- [Exercise aim]
Which lines run from the one containing "One keypoint belongs on each instance. Indicate the dirt" through the end of the data? Write them out exactly, with the pictures left out.
= Beginning of Section =
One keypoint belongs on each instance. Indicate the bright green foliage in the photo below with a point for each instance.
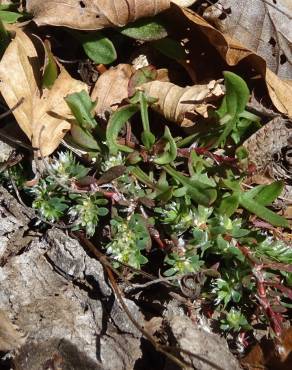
(146, 29)
(97, 47)
(235, 321)
(183, 262)
(51, 70)
(66, 167)
(48, 202)
(87, 211)
(276, 251)
(129, 238)
(232, 115)
(171, 48)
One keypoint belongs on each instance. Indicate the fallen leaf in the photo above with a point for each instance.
(10, 337)
(183, 105)
(265, 28)
(233, 52)
(93, 14)
(44, 115)
(269, 149)
(111, 88)
(268, 355)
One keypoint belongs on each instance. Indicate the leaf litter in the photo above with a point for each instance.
(176, 160)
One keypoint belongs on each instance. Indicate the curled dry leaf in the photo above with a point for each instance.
(270, 149)
(111, 88)
(232, 51)
(10, 337)
(265, 28)
(43, 115)
(93, 14)
(183, 104)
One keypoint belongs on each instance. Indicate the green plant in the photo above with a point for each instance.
(173, 194)
(235, 321)
(129, 239)
(87, 211)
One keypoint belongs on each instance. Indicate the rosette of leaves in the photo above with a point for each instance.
(183, 261)
(235, 321)
(87, 212)
(129, 239)
(66, 167)
(49, 200)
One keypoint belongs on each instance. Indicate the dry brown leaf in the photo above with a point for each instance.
(111, 88)
(182, 104)
(265, 28)
(269, 149)
(93, 14)
(233, 52)
(10, 337)
(44, 111)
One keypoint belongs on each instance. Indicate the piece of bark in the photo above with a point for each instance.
(58, 296)
(270, 149)
(210, 352)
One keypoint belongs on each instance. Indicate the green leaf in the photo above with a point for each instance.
(115, 124)
(83, 138)
(82, 106)
(261, 211)
(237, 94)
(9, 17)
(170, 150)
(4, 38)
(266, 194)
(97, 47)
(234, 103)
(51, 69)
(171, 48)
(197, 191)
(141, 76)
(147, 29)
(229, 205)
(148, 139)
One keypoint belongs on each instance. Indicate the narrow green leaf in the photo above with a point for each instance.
(229, 205)
(237, 93)
(4, 38)
(97, 47)
(9, 17)
(147, 29)
(265, 194)
(115, 124)
(51, 69)
(261, 211)
(199, 192)
(170, 154)
(171, 48)
(148, 139)
(82, 106)
(234, 103)
(83, 138)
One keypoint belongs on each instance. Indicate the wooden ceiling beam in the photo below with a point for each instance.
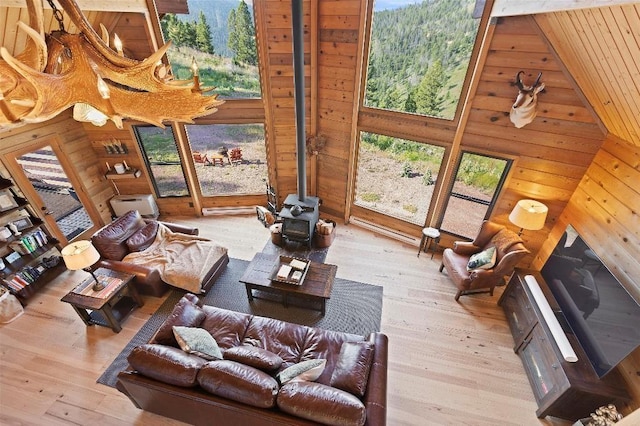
(132, 6)
(528, 7)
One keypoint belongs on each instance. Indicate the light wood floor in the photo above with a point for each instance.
(449, 363)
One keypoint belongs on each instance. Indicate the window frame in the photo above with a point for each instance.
(366, 53)
(147, 163)
(494, 199)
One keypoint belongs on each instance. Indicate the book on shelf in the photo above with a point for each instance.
(29, 243)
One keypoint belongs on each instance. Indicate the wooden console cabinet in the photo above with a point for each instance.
(562, 389)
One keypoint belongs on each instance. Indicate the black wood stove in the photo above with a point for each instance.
(299, 218)
(300, 212)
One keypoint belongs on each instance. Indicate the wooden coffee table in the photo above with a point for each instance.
(316, 286)
(108, 307)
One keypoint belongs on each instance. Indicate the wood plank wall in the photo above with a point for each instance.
(274, 30)
(78, 150)
(553, 152)
(604, 210)
(339, 50)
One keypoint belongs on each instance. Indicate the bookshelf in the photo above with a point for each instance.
(25, 249)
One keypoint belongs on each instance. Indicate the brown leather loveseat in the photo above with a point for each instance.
(130, 233)
(468, 278)
(244, 387)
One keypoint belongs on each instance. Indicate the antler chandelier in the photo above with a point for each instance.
(60, 70)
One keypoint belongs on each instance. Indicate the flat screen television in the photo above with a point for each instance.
(598, 310)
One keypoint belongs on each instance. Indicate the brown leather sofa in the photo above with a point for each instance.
(509, 251)
(164, 379)
(113, 243)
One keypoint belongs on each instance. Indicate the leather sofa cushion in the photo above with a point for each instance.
(167, 364)
(239, 382)
(110, 241)
(143, 238)
(352, 369)
(227, 327)
(259, 358)
(321, 403)
(186, 313)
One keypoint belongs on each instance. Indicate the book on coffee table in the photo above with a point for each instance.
(290, 270)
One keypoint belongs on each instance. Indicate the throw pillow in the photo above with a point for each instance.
(186, 313)
(256, 357)
(308, 370)
(197, 341)
(352, 369)
(484, 260)
(143, 238)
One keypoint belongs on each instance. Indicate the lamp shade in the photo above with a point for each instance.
(529, 215)
(79, 255)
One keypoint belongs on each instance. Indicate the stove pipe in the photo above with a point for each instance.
(298, 81)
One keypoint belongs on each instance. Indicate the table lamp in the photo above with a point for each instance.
(529, 215)
(81, 255)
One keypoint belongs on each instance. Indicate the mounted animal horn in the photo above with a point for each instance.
(524, 110)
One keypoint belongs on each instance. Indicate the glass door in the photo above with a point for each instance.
(44, 181)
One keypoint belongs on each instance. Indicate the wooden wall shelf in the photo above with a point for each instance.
(129, 174)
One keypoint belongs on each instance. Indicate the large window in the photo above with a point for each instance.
(231, 159)
(419, 54)
(478, 181)
(163, 163)
(396, 176)
(220, 37)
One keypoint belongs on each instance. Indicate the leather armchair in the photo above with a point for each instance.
(111, 243)
(509, 251)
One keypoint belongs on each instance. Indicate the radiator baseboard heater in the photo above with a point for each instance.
(144, 203)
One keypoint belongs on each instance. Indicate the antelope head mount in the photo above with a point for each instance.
(59, 70)
(523, 110)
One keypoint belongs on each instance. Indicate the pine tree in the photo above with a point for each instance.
(410, 103)
(203, 35)
(428, 99)
(242, 39)
(232, 43)
(189, 30)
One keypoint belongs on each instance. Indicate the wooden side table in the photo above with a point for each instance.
(108, 307)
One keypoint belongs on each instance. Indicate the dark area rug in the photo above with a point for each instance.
(294, 249)
(354, 307)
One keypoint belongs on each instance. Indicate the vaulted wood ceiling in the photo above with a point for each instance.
(599, 46)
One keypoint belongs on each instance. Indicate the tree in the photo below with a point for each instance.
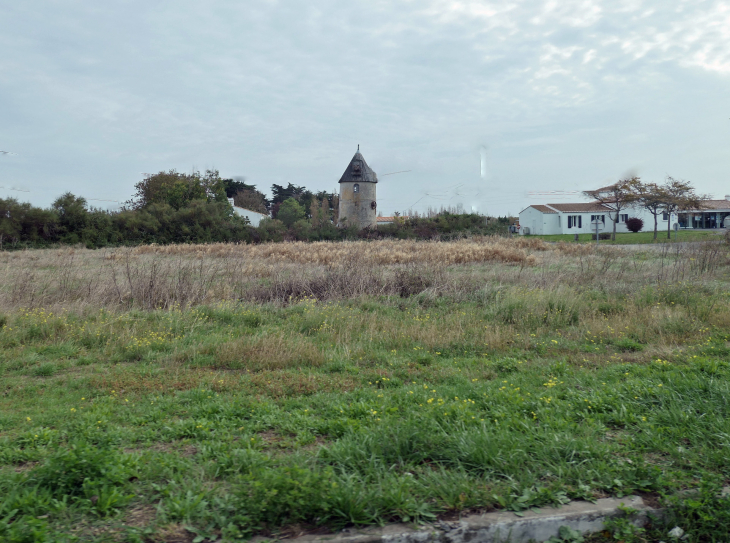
(616, 197)
(290, 212)
(178, 189)
(634, 224)
(678, 195)
(651, 197)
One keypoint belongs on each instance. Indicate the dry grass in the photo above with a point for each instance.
(153, 277)
(269, 352)
(382, 252)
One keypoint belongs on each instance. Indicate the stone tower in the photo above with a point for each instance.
(357, 194)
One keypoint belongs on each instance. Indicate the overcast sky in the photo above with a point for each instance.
(558, 95)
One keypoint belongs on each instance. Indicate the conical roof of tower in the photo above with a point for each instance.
(358, 171)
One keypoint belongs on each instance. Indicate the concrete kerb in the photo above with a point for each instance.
(500, 527)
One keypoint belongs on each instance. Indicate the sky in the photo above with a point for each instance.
(491, 105)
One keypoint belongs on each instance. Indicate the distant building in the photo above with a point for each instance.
(253, 217)
(714, 214)
(358, 204)
(549, 219)
(391, 220)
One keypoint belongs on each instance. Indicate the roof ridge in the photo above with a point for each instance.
(358, 171)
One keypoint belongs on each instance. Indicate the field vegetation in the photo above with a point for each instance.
(205, 392)
(640, 238)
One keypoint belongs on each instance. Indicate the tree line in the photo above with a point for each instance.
(173, 207)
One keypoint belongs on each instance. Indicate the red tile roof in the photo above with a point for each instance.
(391, 219)
(543, 209)
(709, 205)
(580, 207)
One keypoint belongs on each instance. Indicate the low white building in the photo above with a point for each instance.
(254, 218)
(549, 219)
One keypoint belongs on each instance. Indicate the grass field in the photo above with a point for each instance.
(218, 392)
(642, 237)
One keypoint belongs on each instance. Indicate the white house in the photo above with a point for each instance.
(576, 218)
(714, 214)
(253, 217)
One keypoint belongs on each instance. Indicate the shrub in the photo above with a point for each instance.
(634, 224)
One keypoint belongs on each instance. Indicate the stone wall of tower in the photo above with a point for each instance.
(357, 207)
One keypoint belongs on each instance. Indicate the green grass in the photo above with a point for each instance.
(639, 238)
(230, 420)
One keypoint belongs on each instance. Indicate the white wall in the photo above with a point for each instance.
(535, 221)
(557, 223)
(253, 217)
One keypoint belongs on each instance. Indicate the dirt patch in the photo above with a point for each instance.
(25, 466)
(172, 447)
(652, 499)
(175, 533)
(140, 516)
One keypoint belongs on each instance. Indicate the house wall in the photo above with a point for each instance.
(253, 217)
(534, 220)
(557, 223)
(642, 214)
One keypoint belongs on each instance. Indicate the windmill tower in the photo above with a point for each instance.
(357, 194)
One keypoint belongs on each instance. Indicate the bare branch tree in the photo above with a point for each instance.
(616, 197)
(651, 197)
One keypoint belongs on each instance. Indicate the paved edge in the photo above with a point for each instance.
(498, 527)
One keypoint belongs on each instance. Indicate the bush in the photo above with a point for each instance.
(634, 224)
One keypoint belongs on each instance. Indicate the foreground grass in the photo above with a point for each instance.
(489, 386)
(231, 420)
(641, 238)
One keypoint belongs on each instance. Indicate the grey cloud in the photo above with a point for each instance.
(564, 94)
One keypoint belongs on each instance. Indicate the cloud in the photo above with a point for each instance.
(559, 91)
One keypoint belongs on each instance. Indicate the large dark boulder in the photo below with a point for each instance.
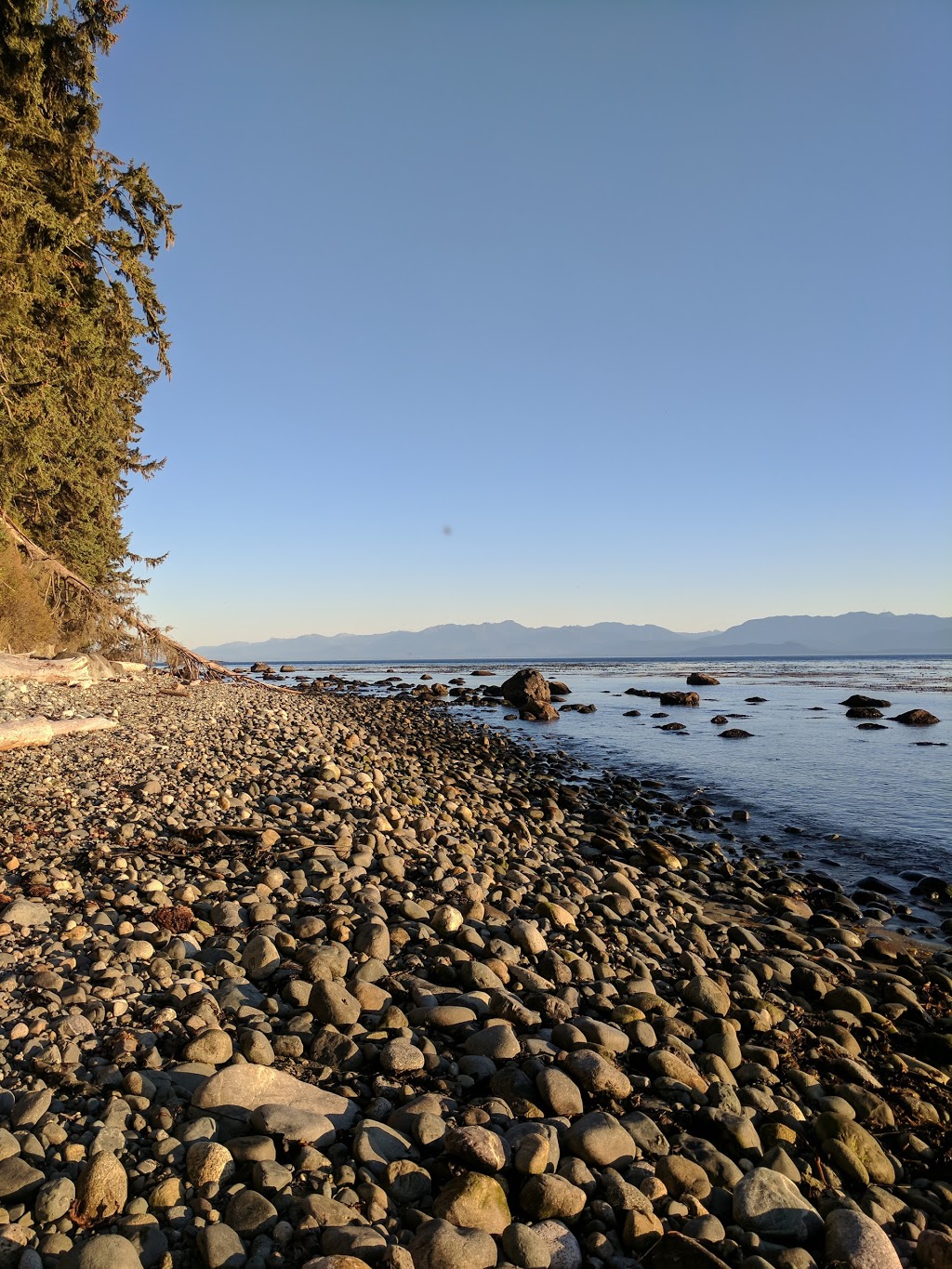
(680, 698)
(528, 691)
(917, 719)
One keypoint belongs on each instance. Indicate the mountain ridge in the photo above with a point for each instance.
(848, 633)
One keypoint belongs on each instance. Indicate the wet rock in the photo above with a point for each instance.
(530, 693)
(917, 719)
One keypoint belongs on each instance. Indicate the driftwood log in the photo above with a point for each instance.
(30, 733)
(156, 643)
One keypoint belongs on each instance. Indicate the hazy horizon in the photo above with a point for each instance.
(544, 310)
(563, 626)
= End of Section =
- [Response to this exercise]
One keypoint belongs on each instance. Indicate the dirt patch in the photo above with a point for each instance.
(25, 466)
(172, 447)
(652, 499)
(175, 533)
(140, 516)
One keypoint belongs on each instance. Indicate the house wall in the photo above with a point for each instance.
(253, 217)
(534, 220)
(557, 223)
(642, 214)
One keypoint belongs on each instance. Indicate the windmill tower in the photo above with a point for each instance.
(357, 194)
One keypoint belongs on each instance. Indicate the bare branch tree in the photo above with a point for each instance.
(616, 197)
(651, 197)
One keypoint belongs on each instance. Indicate the paved edge in the photo above with a point for each instance.
(498, 527)
One keypoint belongs on each instance. Indicate the bush in the photo above with a point for each instance.
(634, 224)
One keypoint belongs on each instance. Indicate the foreground grass in the photo above with a point for each instance.
(489, 386)
(231, 420)
(641, 238)
One keypoint belongs on each instance. Indicate the grey cloud in the photo above with a point for each instance.
(564, 94)
One keypoint belongs on each instance. Indicate the cloud in the photo above with a point for each instance.
(559, 91)
One keypoint belongs on each instance. Indicate the large dark boulder in the photo below with a point for each instance.
(680, 698)
(528, 691)
(917, 719)
One keypoint belongs on each instance. Indicate the mountain ridge in the photo above with a point for each instance.
(848, 633)
One keypoint belongs on each instance. Indicate the wet rock in the photo above with a point for each instance.
(530, 693)
(917, 719)
One keypoint belongs on each instance. Indicate the driftwood log in the photo above with a point for each instance.
(30, 733)
(156, 643)
One keypoint belongs on each instance. Indicate the hazy horizon in the photo above with a point for each instance.
(544, 310)
(563, 626)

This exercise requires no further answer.